**DATA EXTRACT**:
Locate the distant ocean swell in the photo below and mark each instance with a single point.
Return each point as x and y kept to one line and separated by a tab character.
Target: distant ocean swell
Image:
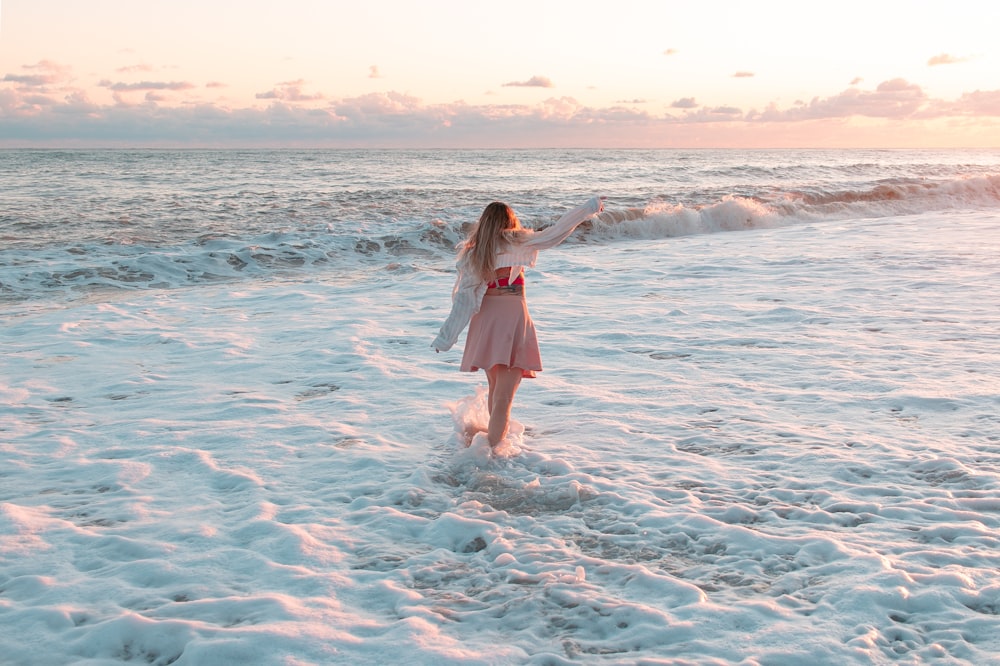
78	269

**WORK INSTRUCTIONS**: Transcribe all the lines above exactly, apart from the pictures.

**RESPONSE**:
Locate the distant ocean swell in the photo below and mark each instance with a single point.
Return each point as x and y kept to one line and separated by a tab character.
Target: distant ocean swell
Image:
78	269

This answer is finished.